Data drawn from a collection:
-----

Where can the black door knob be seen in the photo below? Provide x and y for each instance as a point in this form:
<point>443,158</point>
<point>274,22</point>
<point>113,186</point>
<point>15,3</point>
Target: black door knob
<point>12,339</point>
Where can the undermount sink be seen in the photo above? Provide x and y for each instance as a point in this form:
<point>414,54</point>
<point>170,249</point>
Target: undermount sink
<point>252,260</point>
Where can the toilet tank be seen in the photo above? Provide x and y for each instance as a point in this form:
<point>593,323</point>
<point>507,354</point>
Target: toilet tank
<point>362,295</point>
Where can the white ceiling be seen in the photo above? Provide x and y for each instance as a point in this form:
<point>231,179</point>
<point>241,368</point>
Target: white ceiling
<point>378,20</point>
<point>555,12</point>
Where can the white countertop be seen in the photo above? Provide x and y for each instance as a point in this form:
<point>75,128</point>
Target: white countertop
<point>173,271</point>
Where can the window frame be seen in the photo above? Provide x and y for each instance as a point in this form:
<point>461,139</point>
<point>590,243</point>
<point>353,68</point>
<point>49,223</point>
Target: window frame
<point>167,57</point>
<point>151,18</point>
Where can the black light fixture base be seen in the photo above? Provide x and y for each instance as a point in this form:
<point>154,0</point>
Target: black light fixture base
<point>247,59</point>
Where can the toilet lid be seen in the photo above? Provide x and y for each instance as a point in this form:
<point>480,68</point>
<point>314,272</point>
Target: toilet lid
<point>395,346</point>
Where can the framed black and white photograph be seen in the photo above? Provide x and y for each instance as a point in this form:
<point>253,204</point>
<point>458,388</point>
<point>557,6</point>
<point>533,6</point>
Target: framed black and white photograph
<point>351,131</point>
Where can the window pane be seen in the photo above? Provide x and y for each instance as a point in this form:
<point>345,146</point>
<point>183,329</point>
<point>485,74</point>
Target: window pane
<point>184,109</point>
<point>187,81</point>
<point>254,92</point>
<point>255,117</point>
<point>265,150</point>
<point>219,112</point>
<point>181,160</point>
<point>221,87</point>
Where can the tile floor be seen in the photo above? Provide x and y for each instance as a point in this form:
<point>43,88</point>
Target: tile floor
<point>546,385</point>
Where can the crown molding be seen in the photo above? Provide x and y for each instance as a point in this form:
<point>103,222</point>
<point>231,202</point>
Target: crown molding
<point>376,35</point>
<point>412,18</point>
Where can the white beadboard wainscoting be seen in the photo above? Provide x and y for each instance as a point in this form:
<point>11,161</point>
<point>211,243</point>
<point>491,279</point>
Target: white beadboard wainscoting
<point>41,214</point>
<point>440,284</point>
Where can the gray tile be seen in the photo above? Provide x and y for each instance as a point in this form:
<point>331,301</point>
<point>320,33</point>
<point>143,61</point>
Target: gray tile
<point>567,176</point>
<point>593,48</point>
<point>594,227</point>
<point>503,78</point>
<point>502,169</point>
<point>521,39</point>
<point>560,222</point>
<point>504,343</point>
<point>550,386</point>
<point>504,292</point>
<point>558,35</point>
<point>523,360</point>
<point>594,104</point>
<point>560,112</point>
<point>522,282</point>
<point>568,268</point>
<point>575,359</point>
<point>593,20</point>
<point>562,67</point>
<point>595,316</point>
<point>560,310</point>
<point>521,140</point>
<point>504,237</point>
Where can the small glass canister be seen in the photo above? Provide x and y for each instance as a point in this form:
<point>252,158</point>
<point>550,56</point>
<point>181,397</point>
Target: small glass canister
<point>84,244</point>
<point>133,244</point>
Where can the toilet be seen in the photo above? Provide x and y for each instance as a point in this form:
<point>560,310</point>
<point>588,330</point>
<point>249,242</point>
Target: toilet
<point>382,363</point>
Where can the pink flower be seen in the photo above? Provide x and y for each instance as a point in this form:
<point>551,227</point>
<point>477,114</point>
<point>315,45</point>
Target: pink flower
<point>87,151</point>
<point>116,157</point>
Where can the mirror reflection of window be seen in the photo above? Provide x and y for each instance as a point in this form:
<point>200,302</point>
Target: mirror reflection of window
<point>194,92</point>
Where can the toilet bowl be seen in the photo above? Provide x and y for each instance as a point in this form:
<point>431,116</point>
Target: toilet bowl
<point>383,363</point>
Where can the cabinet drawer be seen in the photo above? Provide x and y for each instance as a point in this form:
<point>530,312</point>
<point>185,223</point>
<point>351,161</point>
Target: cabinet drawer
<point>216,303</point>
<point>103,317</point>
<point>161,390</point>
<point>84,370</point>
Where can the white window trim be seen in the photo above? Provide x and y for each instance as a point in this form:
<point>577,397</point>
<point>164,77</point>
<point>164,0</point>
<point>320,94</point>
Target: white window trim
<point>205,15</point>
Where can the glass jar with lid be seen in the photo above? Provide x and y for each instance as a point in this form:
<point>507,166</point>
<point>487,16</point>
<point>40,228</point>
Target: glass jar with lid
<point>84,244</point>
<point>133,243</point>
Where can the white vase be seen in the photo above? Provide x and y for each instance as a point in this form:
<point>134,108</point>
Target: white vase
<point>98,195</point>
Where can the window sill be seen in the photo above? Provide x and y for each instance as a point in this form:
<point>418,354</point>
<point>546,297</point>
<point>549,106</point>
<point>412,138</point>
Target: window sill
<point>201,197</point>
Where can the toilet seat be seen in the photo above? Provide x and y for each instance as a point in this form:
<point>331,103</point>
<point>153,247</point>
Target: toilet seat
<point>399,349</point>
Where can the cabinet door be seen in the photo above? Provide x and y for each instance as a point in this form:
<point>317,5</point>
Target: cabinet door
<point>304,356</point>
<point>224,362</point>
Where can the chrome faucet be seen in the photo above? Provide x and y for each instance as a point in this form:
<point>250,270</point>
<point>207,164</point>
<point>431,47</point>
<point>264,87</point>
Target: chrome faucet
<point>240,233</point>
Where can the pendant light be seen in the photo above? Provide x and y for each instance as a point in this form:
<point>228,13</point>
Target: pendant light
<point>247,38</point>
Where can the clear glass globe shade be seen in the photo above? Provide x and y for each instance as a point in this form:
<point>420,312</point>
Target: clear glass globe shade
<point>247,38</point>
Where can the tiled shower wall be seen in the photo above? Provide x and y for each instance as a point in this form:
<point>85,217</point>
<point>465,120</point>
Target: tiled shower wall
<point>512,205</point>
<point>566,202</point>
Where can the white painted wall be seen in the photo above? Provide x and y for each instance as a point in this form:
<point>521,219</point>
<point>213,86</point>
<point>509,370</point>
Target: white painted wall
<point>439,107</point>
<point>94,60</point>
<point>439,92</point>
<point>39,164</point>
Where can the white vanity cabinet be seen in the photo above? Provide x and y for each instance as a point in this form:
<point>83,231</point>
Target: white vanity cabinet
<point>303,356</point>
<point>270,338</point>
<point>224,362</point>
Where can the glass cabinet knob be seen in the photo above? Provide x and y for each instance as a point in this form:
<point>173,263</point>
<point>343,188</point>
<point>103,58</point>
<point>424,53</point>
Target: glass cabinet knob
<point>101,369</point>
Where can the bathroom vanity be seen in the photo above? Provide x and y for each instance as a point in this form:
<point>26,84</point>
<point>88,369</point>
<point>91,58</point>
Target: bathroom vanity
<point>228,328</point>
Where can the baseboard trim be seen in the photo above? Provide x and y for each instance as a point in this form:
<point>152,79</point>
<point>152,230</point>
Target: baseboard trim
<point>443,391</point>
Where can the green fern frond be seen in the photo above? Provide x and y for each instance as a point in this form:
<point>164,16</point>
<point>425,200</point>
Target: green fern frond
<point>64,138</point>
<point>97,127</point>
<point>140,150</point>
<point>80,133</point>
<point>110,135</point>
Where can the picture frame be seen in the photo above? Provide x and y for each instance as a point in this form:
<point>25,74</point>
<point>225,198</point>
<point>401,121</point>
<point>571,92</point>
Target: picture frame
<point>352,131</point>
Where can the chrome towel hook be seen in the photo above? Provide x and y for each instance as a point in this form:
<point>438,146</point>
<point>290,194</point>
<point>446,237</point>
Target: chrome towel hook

-----

Written request: Reproduce word for word the lines of the items from the one holding "Where can the green" through the last line of the items, both included.

Task output:
Where can the green fern frond be seen in the photo above? Provide x and y for each instance as a point in this form:
<point>164,16</point>
<point>425,200</point>
Target: green fern frond
<point>64,138</point>
<point>97,127</point>
<point>140,150</point>
<point>80,133</point>
<point>110,135</point>
Where can the picture frame be seen in the photo above? Provide x and y for each instance as a point in this form:
<point>25,74</point>
<point>225,198</point>
<point>401,121</point>
<point>571,92</point>
Target: picture frame
<point>352,131</point>
Where can the chrome towel hook be seen in the photo above? Provide x and y for each instance as a point in this form:
<point>438,146</point>
<point>290,194</point>
<point>446,237</point>
Target: chrome towel hook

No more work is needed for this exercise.